*Required action A*
In the text on El Salvador's abortion law, what condition did Beatriz's fetus have?
*Required action B*
Reproduce the text on El Salvador's abortion law word for word, from "Expert human rights" up to and including "health, and well-being.".

*Text for analysis*
>>>

Under El Salvador’s draconian laws, procuring or providing an abortion is a crime – with no exceptions. Anyone who has an abortion and the medical providers who perform or induce them face decades in prison.

Releasing the imprisoned women is a necessary first step to protect their human rights. However, the rights of all El Salvadoran women remain at risk as long as this extreme criminal law remains in place.

Expert human rights bodies have repeatedly expressed concern about the relationship between El Salvador’s restrictive abortion laws and detrimental consequences for women’s lives, health, and well-being.

Nowhere was that more clear than in the case of women named “Beatriz,” who sought medical treatment from a hospital in El Salvador for a life-threatening pregnancy in 2013. Doctors worried that if she continued her pregnancy she could suffer hemorrhaging or severe preeclampsia, a condition that is a leading cause of maternal death. The fetus also had anencephaly – a neural tube defect in which a major portion of the brain, skull, and scalp fail to develop. If an anencephalic infant is not stillborn, the baby will often die within hours or days.

<<<

*Raw data*
>>>

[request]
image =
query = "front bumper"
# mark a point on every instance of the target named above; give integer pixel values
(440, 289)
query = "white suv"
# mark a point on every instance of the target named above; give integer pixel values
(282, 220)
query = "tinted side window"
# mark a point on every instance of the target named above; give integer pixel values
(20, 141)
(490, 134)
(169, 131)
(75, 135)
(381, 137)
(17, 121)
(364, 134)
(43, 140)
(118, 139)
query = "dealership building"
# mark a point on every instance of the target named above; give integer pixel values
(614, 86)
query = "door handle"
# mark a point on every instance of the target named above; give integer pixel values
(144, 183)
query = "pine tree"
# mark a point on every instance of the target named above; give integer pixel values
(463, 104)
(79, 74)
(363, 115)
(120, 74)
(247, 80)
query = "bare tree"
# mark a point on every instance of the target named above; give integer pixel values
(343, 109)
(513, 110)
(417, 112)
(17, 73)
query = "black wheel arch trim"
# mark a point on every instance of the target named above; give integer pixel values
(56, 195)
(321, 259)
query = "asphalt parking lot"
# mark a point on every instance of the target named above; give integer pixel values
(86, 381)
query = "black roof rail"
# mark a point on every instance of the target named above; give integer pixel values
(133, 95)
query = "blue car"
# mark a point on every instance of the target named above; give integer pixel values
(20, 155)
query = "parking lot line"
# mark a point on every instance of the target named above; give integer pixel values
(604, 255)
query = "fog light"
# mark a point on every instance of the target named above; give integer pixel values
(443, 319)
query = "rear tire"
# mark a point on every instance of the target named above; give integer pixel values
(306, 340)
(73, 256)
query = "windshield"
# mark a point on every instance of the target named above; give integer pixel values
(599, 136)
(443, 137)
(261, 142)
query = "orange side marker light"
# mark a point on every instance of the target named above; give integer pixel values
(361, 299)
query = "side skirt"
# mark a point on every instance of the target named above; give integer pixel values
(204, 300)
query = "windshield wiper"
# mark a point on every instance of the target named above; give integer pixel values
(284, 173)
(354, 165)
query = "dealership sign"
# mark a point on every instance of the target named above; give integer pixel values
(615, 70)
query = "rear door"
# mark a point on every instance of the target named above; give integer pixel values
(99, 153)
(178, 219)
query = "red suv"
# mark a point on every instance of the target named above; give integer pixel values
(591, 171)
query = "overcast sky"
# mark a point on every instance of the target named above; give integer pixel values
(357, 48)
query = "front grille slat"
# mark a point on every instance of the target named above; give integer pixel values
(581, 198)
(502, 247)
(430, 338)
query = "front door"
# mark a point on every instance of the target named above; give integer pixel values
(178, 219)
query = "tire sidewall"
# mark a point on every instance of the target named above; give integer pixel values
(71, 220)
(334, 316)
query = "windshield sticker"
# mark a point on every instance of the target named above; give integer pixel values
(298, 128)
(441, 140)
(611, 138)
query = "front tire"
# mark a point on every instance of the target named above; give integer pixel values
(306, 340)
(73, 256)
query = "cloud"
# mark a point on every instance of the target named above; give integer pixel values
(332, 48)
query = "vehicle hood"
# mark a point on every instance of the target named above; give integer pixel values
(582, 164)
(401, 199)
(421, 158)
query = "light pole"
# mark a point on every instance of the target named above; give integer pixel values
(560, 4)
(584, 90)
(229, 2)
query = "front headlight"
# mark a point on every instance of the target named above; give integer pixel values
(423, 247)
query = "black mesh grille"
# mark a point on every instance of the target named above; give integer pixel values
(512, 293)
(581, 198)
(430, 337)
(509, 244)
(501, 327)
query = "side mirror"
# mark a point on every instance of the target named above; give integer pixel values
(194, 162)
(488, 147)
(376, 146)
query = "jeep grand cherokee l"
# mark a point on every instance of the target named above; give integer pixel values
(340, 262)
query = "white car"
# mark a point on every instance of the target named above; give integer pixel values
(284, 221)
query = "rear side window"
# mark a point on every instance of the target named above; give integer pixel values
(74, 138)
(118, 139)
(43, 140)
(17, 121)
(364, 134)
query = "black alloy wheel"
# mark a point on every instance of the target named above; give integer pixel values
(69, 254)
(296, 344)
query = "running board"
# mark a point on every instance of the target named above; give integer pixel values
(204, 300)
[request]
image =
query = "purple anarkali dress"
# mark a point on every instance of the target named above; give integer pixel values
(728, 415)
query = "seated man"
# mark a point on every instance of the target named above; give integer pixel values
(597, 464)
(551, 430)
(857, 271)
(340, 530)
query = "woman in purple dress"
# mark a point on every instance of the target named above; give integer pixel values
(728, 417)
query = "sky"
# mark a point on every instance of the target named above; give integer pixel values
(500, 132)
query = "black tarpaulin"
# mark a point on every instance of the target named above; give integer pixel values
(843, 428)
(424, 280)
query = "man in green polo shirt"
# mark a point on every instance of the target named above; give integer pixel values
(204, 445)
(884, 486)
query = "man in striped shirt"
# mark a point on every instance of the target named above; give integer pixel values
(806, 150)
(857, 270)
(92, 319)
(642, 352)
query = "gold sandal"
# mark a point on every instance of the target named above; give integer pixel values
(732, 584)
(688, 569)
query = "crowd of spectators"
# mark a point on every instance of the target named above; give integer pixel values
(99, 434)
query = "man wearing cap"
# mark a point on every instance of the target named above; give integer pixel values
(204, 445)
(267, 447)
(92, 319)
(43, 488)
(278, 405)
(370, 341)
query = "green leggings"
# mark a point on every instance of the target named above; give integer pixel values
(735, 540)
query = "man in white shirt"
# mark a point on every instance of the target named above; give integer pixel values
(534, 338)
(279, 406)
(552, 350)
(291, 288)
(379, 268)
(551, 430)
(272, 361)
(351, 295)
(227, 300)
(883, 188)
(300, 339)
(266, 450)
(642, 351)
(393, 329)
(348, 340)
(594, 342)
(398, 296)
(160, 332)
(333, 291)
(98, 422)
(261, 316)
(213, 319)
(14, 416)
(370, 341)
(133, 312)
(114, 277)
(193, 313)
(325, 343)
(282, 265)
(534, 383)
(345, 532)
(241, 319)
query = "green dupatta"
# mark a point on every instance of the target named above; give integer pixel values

<<<

*Response A*
Anencephaly, a neural tube defect in which a major portion of the brain, skull, and scalp fail to develop.

*Response B*
Expert human rights bodies have repeatedly expressed concern about the relationship between El Salvador’s restrictive abortion laws and detrimental consequences for women’s lives, health, and well-being.